Segment Start: TEXT PROVIDED
The college’s vision for its new land base was ambitious but expensive. The main building was already being renovated for classrooms, administration offices and labs. Eventually, the former bishop’s residence, with a view of Lake Champlain,  would provide space for public events, study rooms and visiting faculty.  For the first year $1.2 million was budgeted for renovations. But it would cost at least $2 million more to complete the transformation, including work on an enormous building previously rented by the Howard Center to provide housing for about 16 students.

“It’s fabulous,” said Sanders. “We are leaving a 16,000 square foot building on 2 acres to a 77,000 square foot building on 34 acres. Instead of a lake view, we have lakefront.”

According to Dantzscher, the strategic plan developed five years before had basically been achieved. “Now we can decide and dictate our own destiny,” he predicted.

To make this dramatic expansion work financially, the college tried to lower some of its expenses by refinancing debt and improving energy efficiency. However, Sanders acknowledged that completing the move would require still more borrowing. In addition, a $6 million capital campaign (increased from an initial $4 million) had been launched. But progress was slower than hoped.

Subsequent investigations have suggested that Sanders overstated donation amounts in a bank application for the $6.7 million loan used by the college to purchase the land. She apparently told People’s United Bank that the college had $2.6 million in pledged donations to support the purchase. But the college received only $676,000 in actual donations from 2010 through 2014, according to figures provided by the college. That’s far less than the $5 million Sanders listed as likely pledges in the loan agreement, and less than a third of the $2.14 million she told People’s Bank the college would collect in cash during the four-year period.

Two people whose pledges are listed as confirmed in the loan agreement told VTDigger that their personal financial records show their pledges were overstated. Neither were aware that the pledges were used to secure the loan. Burlington College also cited a $1 million bequest as a pledged donation that would be paid out over six years, even though the money would only be available after the donor’s death.

Evolving Academics

In its final years, the most popular academic programs at the school included film, photography, fine arts and integral psychology. As part of an expansion plan, new majors were proposed in media activism and hospitality/event management, as well as four new Bachelor of Fine Arts degree programs. It already offered study abroad opportunities, including one in Cuba with the University of Havana, and an Institute for Civic Engagement to promote an informed, active citizenry.

Most Burlington College students were under 25, a contrast with both the school’s early history and recent educational trends. Nationally, the number of older students was rising faster than enrollment for those under 25, a pattern expected to continue. The question confronting the Board of Trustees was whether a small school, even with a lovely new campus, could succeed in doubling its student body in the current academic and economic environment. 

Sanders' critics said the underlying problem was that she was more concerned with image and marketing than academic quality. As one former faculty member who asked to be kept anonymous put it, she preferred hiring “young inexperienced, but ‘hip’ people whom she hopes she can push around.”
Segment End: TEXT PROVIDED
Segment Start: STUDY MATERIAL
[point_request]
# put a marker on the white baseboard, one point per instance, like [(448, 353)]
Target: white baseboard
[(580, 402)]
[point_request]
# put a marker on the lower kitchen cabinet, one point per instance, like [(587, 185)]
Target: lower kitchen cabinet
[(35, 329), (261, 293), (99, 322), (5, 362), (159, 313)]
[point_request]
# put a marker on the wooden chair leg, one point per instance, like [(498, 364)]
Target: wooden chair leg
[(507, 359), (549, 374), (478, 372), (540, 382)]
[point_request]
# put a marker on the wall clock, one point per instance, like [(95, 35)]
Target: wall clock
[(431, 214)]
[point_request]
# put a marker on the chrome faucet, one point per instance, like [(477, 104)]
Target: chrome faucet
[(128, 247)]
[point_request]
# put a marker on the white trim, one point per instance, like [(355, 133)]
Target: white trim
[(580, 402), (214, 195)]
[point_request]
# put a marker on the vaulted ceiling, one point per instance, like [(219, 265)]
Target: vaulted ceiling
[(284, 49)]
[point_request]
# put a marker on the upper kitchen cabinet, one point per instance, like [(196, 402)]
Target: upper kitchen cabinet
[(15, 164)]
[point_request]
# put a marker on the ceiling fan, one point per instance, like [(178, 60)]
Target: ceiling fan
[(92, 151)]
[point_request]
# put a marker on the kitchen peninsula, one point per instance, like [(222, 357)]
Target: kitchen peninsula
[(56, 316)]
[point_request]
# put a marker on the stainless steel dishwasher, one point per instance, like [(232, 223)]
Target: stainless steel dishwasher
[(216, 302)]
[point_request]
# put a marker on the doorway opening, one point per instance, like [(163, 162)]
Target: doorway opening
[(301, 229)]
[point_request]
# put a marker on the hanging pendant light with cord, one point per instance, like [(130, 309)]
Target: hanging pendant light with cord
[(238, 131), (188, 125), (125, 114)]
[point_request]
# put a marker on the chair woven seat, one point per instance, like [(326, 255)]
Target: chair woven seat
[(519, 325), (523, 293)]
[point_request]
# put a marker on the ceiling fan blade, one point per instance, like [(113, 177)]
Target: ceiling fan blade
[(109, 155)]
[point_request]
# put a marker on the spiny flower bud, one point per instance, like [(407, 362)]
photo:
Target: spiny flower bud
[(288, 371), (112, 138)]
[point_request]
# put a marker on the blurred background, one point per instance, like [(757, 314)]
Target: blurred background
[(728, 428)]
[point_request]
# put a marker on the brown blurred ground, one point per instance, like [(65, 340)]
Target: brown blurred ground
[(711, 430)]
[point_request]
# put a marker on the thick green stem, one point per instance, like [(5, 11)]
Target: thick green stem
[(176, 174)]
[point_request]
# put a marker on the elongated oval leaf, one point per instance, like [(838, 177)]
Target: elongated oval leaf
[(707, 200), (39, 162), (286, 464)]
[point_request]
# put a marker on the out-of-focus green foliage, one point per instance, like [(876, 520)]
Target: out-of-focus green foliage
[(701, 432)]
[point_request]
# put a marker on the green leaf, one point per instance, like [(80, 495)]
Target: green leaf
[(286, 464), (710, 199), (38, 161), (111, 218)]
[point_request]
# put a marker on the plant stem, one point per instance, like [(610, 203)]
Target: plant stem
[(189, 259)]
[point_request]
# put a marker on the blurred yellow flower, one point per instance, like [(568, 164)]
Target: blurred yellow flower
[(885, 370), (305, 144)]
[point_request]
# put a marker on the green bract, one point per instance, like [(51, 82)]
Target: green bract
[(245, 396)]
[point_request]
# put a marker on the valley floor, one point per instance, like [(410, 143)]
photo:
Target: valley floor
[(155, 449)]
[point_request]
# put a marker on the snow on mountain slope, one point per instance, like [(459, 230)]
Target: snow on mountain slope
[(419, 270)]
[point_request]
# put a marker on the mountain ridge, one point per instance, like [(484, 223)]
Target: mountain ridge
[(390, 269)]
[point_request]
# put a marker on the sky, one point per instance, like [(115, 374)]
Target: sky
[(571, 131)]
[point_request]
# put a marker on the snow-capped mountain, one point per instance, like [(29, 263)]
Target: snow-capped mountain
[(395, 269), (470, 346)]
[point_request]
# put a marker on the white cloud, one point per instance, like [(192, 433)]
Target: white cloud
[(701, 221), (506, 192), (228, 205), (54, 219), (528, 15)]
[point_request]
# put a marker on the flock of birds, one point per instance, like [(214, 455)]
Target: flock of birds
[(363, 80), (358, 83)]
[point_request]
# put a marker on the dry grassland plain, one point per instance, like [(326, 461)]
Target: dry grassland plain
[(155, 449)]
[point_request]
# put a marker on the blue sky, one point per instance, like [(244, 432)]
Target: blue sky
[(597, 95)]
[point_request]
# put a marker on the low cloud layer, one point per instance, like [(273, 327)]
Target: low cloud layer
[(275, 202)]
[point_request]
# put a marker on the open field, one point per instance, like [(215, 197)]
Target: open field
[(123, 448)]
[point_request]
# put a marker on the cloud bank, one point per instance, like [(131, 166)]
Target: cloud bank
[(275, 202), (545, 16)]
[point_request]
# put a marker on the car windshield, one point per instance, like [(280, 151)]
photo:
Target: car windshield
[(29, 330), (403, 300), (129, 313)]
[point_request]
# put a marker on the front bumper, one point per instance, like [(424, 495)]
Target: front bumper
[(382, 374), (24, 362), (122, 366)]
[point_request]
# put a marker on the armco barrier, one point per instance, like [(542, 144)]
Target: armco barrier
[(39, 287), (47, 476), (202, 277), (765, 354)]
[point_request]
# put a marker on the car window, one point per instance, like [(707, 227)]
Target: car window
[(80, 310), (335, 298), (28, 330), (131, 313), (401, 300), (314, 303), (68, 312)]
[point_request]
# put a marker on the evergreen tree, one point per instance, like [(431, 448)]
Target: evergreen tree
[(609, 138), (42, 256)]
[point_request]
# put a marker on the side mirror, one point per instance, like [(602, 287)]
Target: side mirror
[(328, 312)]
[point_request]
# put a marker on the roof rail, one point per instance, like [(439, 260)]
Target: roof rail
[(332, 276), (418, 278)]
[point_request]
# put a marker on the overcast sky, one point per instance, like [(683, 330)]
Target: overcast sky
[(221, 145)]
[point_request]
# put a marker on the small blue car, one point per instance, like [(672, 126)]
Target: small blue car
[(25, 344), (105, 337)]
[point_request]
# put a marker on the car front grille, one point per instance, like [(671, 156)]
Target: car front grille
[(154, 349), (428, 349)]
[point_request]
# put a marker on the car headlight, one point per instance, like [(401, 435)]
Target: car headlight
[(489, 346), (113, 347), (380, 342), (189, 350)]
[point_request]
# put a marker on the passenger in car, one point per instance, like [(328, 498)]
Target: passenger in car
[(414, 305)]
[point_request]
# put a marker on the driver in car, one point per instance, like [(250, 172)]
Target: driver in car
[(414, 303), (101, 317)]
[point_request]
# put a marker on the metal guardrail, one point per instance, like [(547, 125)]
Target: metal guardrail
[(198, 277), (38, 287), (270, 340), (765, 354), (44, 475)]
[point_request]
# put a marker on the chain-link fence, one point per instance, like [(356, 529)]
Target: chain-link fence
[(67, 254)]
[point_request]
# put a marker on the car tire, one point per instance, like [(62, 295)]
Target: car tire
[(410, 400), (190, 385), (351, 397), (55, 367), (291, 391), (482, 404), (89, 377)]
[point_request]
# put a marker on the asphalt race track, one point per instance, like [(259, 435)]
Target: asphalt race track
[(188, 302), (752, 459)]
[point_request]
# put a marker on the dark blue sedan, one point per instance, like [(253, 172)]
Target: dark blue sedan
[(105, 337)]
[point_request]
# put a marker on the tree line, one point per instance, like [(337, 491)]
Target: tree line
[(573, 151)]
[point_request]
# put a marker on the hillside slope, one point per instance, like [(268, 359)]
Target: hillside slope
Segment End: STUDY MATERIAL
ASSIGNED TASK A → According to the text about Burlington College, how much did the college actually receive in donations from 2010 through 2014?
ASSIGNED TASK B → Repeat word for word the part of the Burlington College text from "The college’s vision" up to and including "about 16 students.".

YOUR RESPONSE A → $676,000

YOUR RESPONSE B →
The college’s vision for its new land base was ambitious but expensive. The main building was already being renovated for classrooms, administration offices and labs. Eventually, the former bishop’s residence, with a view of Lake Champlain,  would provide space for public events, study rooms and visiting faculty.  For the first year $1.2 million was budgeted for renovations. But it would cost at least $2 million more to complete the transformation, including work on an enormous building previously rented by the Howard Center to provide housing for about 16 students.